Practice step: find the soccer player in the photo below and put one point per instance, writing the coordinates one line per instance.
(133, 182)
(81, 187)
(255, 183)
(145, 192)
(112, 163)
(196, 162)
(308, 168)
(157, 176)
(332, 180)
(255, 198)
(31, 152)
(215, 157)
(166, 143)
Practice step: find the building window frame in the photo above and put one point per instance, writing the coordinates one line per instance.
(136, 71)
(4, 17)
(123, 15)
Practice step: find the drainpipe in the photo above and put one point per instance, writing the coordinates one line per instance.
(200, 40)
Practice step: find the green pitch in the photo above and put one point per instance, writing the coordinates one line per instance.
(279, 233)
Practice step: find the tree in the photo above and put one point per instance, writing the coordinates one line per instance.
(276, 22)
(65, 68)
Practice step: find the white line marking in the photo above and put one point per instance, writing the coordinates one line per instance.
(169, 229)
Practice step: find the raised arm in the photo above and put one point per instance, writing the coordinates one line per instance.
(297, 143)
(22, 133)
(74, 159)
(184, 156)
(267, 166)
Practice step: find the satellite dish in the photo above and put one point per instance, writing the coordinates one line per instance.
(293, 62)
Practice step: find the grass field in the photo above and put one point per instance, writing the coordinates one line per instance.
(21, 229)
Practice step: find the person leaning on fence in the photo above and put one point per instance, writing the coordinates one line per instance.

+===+

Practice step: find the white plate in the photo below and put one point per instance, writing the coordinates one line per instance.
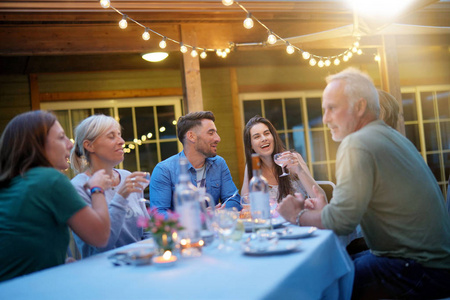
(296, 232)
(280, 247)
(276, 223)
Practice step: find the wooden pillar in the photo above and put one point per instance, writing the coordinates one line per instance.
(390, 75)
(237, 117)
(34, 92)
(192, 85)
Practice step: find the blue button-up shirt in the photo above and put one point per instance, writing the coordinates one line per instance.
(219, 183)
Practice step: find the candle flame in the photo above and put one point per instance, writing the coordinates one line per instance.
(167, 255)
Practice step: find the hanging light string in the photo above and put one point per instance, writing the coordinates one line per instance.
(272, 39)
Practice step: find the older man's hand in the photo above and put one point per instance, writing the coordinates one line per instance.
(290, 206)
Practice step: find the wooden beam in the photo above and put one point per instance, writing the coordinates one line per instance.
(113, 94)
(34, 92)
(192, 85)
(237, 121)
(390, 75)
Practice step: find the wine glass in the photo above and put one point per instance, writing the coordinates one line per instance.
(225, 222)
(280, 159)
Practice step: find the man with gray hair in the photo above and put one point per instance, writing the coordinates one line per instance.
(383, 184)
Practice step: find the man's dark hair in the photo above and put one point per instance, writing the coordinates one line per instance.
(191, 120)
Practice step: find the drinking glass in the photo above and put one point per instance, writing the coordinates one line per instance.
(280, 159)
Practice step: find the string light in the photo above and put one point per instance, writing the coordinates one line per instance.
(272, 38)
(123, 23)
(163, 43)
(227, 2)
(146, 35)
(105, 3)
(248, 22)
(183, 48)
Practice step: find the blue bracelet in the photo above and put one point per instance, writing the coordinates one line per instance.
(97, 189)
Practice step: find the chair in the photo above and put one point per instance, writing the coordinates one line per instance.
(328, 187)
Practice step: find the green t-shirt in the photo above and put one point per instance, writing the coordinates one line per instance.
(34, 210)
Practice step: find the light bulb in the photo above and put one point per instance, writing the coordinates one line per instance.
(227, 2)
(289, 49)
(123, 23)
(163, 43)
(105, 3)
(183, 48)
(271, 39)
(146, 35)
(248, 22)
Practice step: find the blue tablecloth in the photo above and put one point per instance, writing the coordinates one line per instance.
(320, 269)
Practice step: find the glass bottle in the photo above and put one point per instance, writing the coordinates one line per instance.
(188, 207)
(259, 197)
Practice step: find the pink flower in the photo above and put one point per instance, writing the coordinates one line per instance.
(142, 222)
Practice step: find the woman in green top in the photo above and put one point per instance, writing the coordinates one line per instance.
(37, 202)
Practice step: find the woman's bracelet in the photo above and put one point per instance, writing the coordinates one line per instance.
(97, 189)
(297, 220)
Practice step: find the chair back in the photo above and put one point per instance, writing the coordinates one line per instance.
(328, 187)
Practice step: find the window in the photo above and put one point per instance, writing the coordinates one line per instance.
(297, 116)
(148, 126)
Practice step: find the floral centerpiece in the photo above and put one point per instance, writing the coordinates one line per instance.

+===+

▶ **Task to complete**: All lines in the listing above from the line containing "Practice step: find the window" to the line containing "Practice step: find the floral", inclusive, should be retyped exactly; no other lines should appear.

▶ **Output for this task**:
Practice step: find the window in the photo above and put one point per instance, writing the coordinates one line per instance.
(297, 116)
(148, 126)
Practice step: find the floral centerpiece in the photo above and put one point per instance, writing the coordinates one line per instance.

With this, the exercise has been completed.